▶ [EXERCISE]
Can you put each line of the listing into a JSON list of strings, one string per line, with blank lines left out?

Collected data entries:
◇ ◇ ◇ ◇ ◇ ◇ ◇
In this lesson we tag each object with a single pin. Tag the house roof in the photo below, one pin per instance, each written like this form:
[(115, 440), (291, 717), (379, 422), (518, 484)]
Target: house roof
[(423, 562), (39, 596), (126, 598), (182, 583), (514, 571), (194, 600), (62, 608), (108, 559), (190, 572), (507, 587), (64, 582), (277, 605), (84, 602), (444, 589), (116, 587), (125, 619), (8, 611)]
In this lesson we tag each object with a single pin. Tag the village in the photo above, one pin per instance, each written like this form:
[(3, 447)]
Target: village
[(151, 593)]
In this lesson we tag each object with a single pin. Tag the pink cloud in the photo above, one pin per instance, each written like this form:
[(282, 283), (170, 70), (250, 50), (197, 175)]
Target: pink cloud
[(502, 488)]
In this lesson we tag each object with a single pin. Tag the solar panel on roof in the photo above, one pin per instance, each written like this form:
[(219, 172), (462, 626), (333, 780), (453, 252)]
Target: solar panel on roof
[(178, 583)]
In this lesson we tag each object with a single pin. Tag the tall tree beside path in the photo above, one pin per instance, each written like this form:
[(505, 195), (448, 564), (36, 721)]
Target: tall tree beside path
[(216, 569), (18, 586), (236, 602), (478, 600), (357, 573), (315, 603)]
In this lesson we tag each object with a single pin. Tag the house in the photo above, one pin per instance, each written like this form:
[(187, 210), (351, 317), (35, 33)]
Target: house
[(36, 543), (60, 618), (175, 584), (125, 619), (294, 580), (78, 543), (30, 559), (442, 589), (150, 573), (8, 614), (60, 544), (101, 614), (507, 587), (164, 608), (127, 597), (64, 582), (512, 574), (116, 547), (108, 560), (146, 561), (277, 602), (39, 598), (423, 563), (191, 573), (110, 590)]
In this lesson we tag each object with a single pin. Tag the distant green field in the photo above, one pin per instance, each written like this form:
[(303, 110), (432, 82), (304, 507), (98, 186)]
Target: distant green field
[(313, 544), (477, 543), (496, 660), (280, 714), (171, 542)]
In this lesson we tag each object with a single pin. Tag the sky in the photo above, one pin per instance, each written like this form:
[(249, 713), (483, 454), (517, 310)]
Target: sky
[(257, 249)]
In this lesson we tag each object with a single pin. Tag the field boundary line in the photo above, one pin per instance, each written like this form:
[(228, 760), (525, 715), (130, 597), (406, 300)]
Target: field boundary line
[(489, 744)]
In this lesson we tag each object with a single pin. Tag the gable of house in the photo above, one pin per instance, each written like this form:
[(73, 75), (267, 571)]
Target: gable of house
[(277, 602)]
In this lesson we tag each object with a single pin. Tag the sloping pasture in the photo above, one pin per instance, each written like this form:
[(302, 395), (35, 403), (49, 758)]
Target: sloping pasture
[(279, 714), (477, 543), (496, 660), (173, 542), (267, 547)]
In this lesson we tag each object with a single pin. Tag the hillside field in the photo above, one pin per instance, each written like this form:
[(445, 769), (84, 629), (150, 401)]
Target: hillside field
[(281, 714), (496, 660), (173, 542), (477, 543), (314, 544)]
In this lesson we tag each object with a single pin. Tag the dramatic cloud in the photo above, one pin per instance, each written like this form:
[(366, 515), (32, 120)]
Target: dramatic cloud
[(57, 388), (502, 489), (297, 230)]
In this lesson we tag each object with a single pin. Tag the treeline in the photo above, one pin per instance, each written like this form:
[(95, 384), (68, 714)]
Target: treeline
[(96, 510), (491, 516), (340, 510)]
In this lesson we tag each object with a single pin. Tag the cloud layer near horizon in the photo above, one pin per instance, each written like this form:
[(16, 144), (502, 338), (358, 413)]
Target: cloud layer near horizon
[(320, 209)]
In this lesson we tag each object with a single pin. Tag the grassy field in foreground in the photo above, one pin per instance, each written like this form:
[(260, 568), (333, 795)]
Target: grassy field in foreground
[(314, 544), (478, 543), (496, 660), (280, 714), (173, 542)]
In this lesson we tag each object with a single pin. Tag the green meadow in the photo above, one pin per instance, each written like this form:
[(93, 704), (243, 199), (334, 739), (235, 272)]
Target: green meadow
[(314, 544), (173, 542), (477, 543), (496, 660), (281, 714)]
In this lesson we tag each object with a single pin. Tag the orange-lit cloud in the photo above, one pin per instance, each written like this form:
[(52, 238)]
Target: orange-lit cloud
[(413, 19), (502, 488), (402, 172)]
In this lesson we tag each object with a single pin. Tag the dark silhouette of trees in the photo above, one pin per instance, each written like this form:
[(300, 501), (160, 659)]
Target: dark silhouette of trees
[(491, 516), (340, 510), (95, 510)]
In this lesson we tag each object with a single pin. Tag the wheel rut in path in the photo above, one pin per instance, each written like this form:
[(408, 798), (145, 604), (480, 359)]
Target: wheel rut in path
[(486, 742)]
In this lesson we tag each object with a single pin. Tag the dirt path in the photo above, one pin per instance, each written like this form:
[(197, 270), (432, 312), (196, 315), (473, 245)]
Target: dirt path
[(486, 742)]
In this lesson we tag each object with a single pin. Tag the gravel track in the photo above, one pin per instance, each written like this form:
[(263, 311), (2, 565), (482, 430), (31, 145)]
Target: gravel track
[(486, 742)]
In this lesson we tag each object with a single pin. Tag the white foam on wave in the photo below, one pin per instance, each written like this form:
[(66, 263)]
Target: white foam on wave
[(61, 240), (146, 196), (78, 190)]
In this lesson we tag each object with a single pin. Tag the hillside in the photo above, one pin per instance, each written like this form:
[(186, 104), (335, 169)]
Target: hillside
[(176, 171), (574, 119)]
◇ ◇ ◇ ◇ ◇ ◇ ◇
▶ [THE ANSWER]
[
  "In this lesson we tag each object with a single pin. Tag the house roof in the photo below, one pin per instance, each written like this form:",
  "[(115, 440), (291, 717), (379, 422), (518, 484)]",
  "Target: house roof",
  "[(423, 562), (39, 596), (126, 598), (182, 583), (514, 571), (194, 600), (62, 608), (108, 559), (190, 572), (507, 587), (64, 582), (277, 605), (84, 602), (444, 589), (116, 587), (125, 619), (8, 611)]",
  "In this lesson we tag each object with a single pin. Tag the village in the photo above, one pin per instance, each written like this form:",
  "[(3, 447)]",
  "Target: village",
  "[(151, 593)]",
  "In this lesson we tag each object with a single pin. Tag the pink cloud in the photo above, one pin per instance, each written like this form:",
  "[(282, 283), (170, 70), (250, 50), (197, 175)]",
  "Target: pink cloud",
  "[(502, 488)]",
  "In this lesson we tag each object with a single pin. Tag the solar panel on roof in the photo above, one pin per instance, each written like this form:",
  "[(219, 172), (462, 626), (333, 780), (453, 252)]",
  "Target: solar panel on roof",
  "[(178, 583)]",
  "In this lesson we tag each object with a single pin. Tag the tall tree beside path in the photo above, one pin per instance, each written like this form:",
  "[(505, 195), (448, 564), (36, 721)]",
  "Target: tall tree beside path",
  "[(216, 569), (18, 586), (236, 602), (478, 600), (357, 573), (315, 603)]",
  "In this lesson we tag each object with a single pin. Tag the house in the photo above, one pin per instance, each written like this form:",
  "[(187, 210), (351, 317), (35, 33)]",
  "Target: house",
  "[(36, 543), (60, 618), (175, 584), (125, 619), (294, 580), (78, 543), (30, 559), (442, 589), (150, 573), (8, 614), (60, 544), (101, 614), (507, 587), (164, 608), (127, 597), (64, 582), (512, 574), (116, 547), (108, 560), (146, 561), (277, 602), (39, 598), (423, 563), (191, 573), (110, 590)]",
  "In this lesson we tag each object with a single pin. Tag the distant green field in the photo above, one pin per instance, each written like this form:",
  "[(303, 110), (432, 82), (304, 507), (98, 186)]",
  "Target: distant green field",
  "[(313, 544), (477, 543), (496, 660), (280, 714), (171, 542)]",
  "In this lesson we tag each object with a single pin. Tag the sky in the photo above, one pin per instance, each written like this form:",
  "[(249, 713), (483, 454), (517, 310)]",
  "Target: sky",
  "[(257, 249)]",
  "In this lesson we tag each object with a single pin. Tag the field boundary line in the photo above, one pin per instance, each written like this form:",
  "[(228, 760), (525, 715), (130, 597), (406, 300)]",
  "Target: field boundary line",
  "[(489, 744)]",
  "In this lesson we tag each object with a single pin. Tag the gable of house in the photo above, one pin per instance, each written like this form:",
  "[(73, 75), (267, 571)]",
  "Target: gable of house",
  "[(277, 602)]",
  "In this lesson we tag each object with a single pin. Tag the sloping pasture in the photo above, one pin per instance, each written like this form:",
  "[(302, 395), (35, 403), (49, 758)]",
  "Target: sloping pasture",
  "[(279, 714), (477, 543), (496, 660), (173, 542), (267, 547)]",
  "In this lesson we tag each object with a single pin. Tag the hillside field in the photo above, one pin per instance, each written like this form:",
  "[(445, 769), (84, 629), (150, 401)]",
  "Target: hillside field",
  "[(281, 714), (496, 660), (173, 542), (477, 543), (314, 544)]",
  "In this lesson we tag each object with a single pin. Tag the dramatic cloud in the photo above, one pin per instance, each written like this form:",
  "[(366, 515), (32, 120)]",
  "Target: dramatic cloud",
  "[(57, 388), (502, 489), (297, 230)]",
  "In this lesson we tag each object with a single pin. Tag the treeline in the photo above, one pin per instance, each written like this form:",
  "[(95, 384), (68, 714)]",
  "Target: treeline",
  "[(96, 510), (491, 516), (340, 510)]",
  "In this lesson we tag each object with a single pin. Tag the cloud layer near horizon in the photo above, one pin per instance, each written like this form:",
  "[(16, 144), (502, 338), (358, 413)]",
  "Target: cloud layer near horizon",
  "[(320, 209)]",
  "In this lesson we tag each object with a single pin. Tag the grassy field in foreground in the photo above, one pin per instance, each written like this form:",
  "[(260, 568), (333, 795)]",
  "Target: grassy field in foreground",
  "[(314, 544), (478, 543), (496, 660), (280, 714), (173, 542)]",
  "In this lesson we tag each object with a single pin. Tag the green meadow in the photo above, one pin per instance, each written like this form:",
  "[(93, 704), (243, 199), (334, 739), (235, 272)]",
  "Target: green meadow",
  "[(314, 544), (173, 542), (477, 543), (496, 660), (281, 714)]",
  "In this lesson we tag each object with a single pin. Tag the orange-lit cloud in the photo above, one pin per instance, each written like this form:",
  "[(52, 238)]",
  "Target: orange-lit cloud",
  "[(413, 19), (502, 488), (402, 172)]",
  "In this lesson we tag each object with a single pin. Tag the dark silhouette of trees in the photo above, one pin per instance, each written like this form:",
  "[(300, 501), (160, 659)]",
  "Target: dark silhouette of trees",
  "[(491, 516), (340, 510), (95, 510)]",
  "In this lesson we tag each object with a single pin. Tag the wheel rut in path in the photo above, one pin per instance, each written like this form:",
  "[(408, 798), (145, 604), (480, 359)]",
  "Target: wheel rut in path",
  "[(486, 742)]",
  "In this lesson we tag each object with a single pin. Tag the dirt path in the photo above, one pin per instance, each written like this form:",
  "[(197, 270), (432, 312), (196, 315), (473, 245)]",
  "Target: dirt path",
  "[(486, 742)]",
  "In this lesson we tag each object with a single pin. Tag the gravel track in the photo above, one pin per instance, each written like this form:",
  "[(263, 311), (2, 565), (482, 430), (31, 145)]",
  "Target: gravel track",
  "[(486, 742)]",
  "In this lesson we tag each object with a single pin. Tag the white foam on wave in the photo below, one pin per instance, each written like this form:",
  "[(66, 263)]",
  "Target: white foam on wave",
  "[(61, 240), (146, 196), (78, 190)]",
  "In this lesson we tag each object with a single pin. Tag the hillside in the photo above, one pin per instance, each written like this form:",
  "[(186, 104), (335, 169)]",
  "Target: hillside",
  "[(176, 171), (574, 119)]"
]